* [Work order] Scan the entries below for "spoon" and copy each line that holds it.

(Natural-language object grounding data)
=-=-=

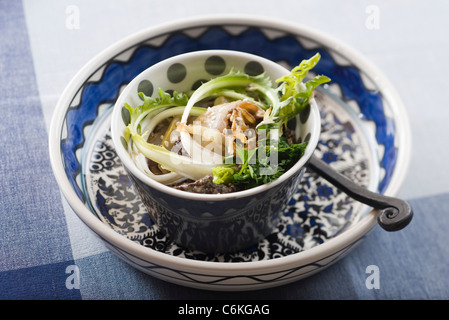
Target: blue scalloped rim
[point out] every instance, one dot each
(286, 48)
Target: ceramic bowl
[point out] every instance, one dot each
(212, 223)
(365, 135)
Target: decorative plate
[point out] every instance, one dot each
(364, 136)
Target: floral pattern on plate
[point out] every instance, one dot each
(316, 213)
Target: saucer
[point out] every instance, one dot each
(365, 135)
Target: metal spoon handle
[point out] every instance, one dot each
(395, 213)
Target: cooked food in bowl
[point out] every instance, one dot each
(228, 134)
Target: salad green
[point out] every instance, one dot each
(248, 166)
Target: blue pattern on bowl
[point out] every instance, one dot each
(288, 49)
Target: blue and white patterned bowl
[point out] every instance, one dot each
(364, 134)
(212, 223)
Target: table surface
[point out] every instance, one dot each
(41, 49)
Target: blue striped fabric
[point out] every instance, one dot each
(30, 266)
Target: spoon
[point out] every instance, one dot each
(395, 213)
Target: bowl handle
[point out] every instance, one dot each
(395, 214)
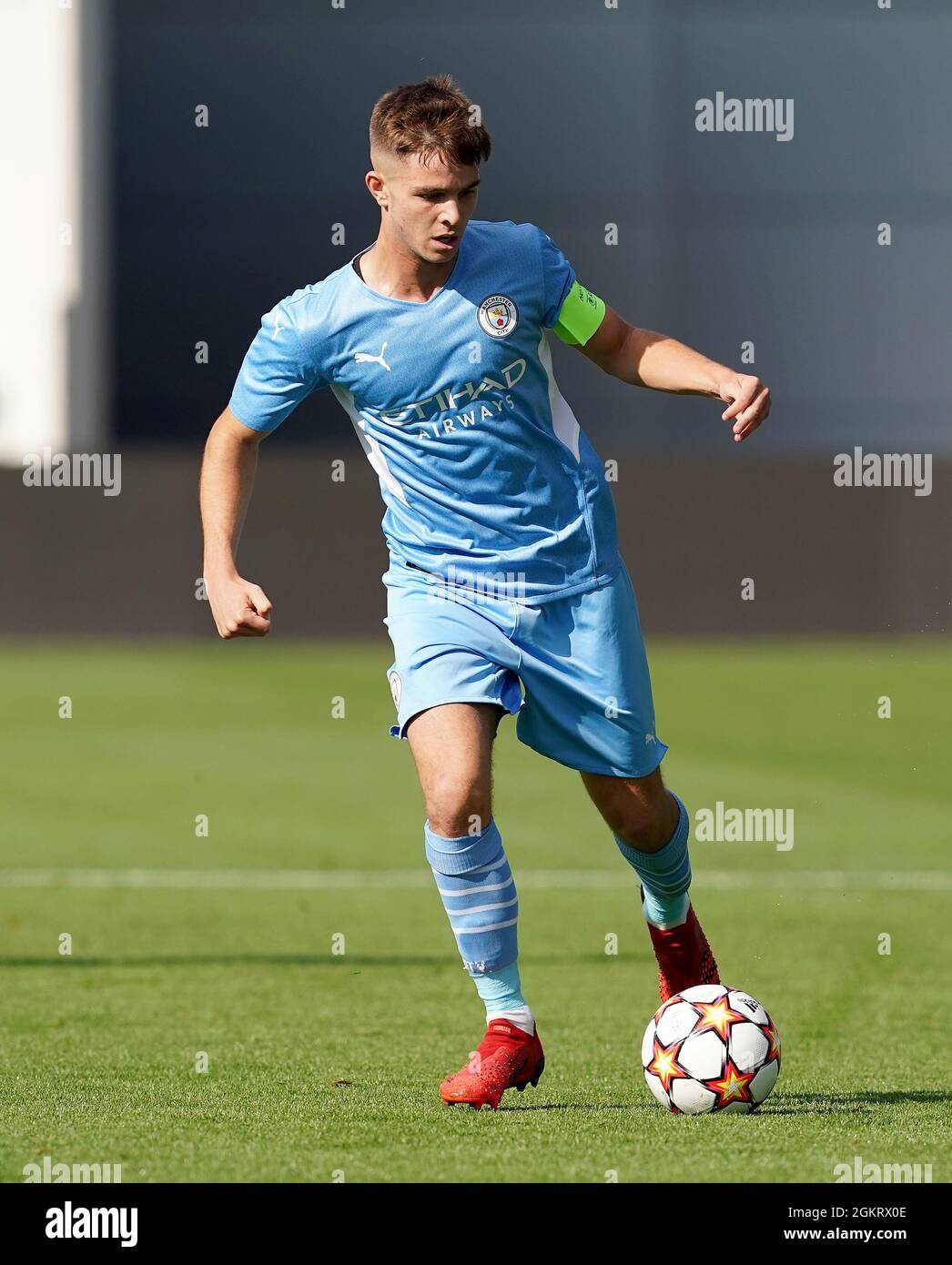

=-=-=

* [Response to the task]
Target: metal spoon handle
Target: spoon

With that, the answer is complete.